## Data to examine
=======
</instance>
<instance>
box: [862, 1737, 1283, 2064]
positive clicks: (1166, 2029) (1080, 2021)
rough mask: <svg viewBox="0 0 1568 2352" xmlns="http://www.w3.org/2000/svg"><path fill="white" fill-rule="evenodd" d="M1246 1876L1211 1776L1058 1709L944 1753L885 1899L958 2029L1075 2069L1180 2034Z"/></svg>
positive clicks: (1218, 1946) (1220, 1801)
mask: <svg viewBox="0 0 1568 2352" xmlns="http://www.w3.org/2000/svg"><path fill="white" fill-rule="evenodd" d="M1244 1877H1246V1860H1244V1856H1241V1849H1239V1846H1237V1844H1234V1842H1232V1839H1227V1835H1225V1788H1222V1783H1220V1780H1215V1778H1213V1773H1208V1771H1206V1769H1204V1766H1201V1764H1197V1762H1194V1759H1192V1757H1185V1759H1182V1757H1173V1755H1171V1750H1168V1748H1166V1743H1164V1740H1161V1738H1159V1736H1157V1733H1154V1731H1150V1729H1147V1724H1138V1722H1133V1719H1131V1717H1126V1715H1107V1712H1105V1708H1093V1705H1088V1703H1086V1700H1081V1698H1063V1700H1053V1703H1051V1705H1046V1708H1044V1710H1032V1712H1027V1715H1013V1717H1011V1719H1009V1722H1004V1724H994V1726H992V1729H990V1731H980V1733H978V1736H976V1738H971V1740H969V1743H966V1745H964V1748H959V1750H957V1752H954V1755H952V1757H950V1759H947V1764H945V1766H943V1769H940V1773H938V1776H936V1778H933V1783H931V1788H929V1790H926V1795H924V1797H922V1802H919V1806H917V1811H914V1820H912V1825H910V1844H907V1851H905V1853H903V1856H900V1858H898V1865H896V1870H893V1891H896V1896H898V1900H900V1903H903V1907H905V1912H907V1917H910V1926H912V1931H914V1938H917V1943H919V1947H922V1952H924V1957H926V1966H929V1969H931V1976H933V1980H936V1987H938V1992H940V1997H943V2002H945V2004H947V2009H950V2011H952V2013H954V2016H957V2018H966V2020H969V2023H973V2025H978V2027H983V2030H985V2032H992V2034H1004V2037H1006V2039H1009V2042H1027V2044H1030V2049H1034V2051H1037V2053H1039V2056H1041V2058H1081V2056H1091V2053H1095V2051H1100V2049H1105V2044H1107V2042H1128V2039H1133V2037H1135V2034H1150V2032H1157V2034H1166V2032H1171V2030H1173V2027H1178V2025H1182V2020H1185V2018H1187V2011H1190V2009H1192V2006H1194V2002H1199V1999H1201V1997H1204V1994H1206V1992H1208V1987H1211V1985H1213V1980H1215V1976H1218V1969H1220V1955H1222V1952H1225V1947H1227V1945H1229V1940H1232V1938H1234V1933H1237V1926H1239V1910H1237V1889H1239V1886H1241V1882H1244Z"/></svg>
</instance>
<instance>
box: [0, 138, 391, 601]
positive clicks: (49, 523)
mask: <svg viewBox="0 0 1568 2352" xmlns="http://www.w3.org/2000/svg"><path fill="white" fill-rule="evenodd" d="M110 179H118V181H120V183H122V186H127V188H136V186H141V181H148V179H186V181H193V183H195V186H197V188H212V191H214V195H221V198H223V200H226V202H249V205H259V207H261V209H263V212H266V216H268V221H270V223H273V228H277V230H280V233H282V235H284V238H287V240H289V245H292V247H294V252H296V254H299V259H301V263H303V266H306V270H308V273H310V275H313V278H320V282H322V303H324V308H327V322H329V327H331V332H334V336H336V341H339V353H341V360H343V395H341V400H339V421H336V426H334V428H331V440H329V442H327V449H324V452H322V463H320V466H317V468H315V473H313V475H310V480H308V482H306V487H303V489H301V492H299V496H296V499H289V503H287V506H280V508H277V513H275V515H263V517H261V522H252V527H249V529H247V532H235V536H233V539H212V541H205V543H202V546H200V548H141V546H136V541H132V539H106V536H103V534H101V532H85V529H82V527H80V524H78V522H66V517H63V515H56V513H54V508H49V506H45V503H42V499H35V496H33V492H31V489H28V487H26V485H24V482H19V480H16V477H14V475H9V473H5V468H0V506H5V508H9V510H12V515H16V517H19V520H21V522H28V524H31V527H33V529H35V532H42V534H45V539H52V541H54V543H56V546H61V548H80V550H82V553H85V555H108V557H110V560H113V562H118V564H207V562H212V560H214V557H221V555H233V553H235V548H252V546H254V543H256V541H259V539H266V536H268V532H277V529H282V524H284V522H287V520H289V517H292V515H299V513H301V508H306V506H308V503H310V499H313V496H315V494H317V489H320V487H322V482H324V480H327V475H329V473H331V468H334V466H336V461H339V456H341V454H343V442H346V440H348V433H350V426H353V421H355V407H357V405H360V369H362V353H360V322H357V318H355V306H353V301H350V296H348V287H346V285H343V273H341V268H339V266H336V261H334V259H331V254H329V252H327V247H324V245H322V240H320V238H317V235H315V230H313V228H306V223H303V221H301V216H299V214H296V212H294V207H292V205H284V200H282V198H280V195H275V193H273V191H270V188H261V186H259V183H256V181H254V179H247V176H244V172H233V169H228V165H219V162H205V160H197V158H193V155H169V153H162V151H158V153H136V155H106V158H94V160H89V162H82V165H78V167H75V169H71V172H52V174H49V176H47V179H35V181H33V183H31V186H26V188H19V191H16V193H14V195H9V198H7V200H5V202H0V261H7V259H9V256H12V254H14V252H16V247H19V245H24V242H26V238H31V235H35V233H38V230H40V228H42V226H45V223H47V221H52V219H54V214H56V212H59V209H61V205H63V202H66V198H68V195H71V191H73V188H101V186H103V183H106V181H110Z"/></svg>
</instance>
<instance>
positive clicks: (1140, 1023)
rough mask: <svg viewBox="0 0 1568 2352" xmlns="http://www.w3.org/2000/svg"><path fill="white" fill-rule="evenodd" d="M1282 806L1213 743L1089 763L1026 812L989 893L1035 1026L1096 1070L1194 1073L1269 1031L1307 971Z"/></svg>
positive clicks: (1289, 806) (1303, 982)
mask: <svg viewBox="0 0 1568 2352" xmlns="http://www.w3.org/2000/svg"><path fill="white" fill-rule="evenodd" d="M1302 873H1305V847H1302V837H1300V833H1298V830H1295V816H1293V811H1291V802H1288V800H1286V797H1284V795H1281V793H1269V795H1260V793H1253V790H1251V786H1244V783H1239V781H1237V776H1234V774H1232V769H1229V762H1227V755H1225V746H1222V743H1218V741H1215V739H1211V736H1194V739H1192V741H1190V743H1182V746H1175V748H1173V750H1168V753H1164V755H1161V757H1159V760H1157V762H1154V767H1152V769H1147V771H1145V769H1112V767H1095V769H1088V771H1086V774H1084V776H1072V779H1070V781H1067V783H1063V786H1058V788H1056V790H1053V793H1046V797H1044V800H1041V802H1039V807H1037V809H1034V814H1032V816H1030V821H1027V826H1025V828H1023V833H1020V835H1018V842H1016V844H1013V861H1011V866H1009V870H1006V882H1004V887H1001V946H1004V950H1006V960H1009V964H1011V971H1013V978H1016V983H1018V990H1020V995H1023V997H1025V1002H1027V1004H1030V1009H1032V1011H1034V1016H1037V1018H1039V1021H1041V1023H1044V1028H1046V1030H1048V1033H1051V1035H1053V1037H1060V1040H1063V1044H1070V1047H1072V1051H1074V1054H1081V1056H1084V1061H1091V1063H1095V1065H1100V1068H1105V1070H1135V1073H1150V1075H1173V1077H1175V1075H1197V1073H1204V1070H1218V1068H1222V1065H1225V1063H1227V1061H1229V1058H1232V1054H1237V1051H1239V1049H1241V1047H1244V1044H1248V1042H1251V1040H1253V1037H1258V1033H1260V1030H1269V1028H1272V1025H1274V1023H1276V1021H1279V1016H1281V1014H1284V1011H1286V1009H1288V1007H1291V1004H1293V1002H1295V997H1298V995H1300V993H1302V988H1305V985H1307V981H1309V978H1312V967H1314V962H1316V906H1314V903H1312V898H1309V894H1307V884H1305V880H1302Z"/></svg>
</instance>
=======
## Exercise
Begin at the first line of the entries above and copy every line exactly, ending with the line that contains "1876L1211 1776L1058 1709L944".

## Exercise solution
</instance>
<instance>
box: [862, 1737, 1283, 2064]
positive clicks: (1166, 2029) (1080, 2021)
rough mask: <svg viewBox="0 0 1568 2352" xmlns="http://www.w3.org/2000/svg"><path fill="white" fill-rule="evenodd" d="M1246 1876L1211 1776L1058 1709L944 1753L885 1899L958 2029L1075 2069L1180 2034Z"/></svg>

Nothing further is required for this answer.